To do: Reproduce exactly the lines below, from the first through the one containing "M199 126L192 90L154", and nothing more.

(Stored data entries)
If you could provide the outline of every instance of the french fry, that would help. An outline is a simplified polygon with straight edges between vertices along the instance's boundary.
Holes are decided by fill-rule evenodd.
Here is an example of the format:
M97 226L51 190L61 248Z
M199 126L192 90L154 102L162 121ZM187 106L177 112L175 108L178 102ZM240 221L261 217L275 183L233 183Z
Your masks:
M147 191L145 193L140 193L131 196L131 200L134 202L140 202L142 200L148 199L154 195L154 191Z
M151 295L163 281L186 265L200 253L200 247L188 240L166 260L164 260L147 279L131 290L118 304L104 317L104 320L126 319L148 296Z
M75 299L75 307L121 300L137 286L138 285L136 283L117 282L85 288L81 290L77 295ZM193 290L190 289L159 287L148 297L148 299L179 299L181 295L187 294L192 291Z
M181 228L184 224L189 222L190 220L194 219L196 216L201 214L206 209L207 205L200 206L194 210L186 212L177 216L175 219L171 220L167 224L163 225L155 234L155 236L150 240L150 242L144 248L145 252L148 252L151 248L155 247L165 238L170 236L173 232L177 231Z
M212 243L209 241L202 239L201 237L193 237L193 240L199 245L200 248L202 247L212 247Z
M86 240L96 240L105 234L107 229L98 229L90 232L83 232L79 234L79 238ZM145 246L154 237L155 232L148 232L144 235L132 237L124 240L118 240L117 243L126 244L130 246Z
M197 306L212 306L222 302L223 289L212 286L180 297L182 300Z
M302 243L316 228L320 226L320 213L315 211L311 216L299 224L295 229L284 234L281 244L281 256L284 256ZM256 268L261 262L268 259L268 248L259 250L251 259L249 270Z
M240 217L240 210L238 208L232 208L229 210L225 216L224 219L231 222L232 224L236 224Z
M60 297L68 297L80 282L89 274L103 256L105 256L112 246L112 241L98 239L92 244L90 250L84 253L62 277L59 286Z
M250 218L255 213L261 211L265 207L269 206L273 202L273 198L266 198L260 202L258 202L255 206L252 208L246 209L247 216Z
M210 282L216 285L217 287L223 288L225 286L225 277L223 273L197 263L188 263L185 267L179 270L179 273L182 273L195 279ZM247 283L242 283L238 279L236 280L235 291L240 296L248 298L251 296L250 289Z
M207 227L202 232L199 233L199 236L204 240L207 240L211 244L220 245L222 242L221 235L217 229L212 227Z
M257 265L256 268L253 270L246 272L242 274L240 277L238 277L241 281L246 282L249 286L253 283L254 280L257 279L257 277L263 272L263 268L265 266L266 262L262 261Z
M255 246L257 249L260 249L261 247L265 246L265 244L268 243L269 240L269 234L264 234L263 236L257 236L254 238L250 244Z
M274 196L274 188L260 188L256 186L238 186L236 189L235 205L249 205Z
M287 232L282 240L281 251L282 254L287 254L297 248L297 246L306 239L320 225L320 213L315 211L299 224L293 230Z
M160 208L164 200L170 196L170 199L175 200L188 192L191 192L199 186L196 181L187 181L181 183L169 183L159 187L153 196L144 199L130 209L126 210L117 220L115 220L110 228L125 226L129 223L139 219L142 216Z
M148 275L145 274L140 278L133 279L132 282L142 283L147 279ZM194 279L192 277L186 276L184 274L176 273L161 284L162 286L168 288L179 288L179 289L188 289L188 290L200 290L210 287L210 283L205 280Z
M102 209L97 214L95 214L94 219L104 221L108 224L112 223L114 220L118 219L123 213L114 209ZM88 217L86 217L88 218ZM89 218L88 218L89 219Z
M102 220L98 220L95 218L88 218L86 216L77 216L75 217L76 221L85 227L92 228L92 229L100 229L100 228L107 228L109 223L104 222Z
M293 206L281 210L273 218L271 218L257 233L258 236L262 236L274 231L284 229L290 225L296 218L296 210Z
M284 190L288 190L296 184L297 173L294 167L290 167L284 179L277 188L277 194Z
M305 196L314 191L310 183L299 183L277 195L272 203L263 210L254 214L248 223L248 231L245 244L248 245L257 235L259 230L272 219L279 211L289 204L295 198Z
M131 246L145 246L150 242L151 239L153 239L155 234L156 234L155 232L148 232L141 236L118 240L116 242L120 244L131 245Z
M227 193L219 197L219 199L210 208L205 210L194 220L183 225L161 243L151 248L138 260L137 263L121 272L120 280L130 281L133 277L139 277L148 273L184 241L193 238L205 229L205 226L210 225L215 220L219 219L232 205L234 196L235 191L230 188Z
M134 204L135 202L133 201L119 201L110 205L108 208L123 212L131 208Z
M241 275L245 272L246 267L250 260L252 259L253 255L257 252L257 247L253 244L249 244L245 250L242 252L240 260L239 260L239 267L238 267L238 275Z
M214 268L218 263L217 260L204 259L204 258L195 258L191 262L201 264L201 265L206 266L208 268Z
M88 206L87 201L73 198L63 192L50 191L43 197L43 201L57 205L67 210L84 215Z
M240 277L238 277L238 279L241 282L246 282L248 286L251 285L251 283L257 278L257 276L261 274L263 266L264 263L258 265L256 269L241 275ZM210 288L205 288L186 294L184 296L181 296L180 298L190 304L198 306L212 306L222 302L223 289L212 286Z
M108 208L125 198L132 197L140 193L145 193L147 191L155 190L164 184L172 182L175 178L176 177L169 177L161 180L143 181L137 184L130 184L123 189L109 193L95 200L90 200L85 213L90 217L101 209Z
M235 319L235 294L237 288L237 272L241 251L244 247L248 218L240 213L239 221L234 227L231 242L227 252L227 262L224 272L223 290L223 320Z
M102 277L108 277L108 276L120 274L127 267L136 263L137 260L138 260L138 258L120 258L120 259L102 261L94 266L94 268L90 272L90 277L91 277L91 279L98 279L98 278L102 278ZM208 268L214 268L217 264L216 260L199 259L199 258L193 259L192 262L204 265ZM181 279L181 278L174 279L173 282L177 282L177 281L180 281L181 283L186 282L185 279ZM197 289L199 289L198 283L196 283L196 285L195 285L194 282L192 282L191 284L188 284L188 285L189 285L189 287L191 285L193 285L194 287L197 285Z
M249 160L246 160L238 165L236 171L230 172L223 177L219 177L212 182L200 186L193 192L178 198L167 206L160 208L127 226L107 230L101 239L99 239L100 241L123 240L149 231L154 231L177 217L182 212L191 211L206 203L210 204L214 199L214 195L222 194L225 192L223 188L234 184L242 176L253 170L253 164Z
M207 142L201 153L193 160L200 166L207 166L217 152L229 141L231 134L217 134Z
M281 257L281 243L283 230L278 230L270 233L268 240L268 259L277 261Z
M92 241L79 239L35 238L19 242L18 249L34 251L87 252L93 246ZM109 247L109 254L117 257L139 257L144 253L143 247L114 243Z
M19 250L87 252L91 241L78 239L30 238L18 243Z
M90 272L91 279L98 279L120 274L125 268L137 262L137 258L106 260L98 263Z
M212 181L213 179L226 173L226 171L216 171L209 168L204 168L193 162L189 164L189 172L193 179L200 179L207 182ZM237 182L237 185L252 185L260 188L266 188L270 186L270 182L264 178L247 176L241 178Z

Problem solution:
If you could provide the outline of every instance of the french fry, that would help. An outline is a simplified polygon with straight edges between vertices along the instance's boundary.
Holes are decided by fill-rule evenodd.
Here is an example of the format:
M97 226L51 190L61 248Z
M199 126L192 90L154 102L162 121ZM187 106L177 112L175 108L178 102ZM240 221L261 217L275 183L233 183Z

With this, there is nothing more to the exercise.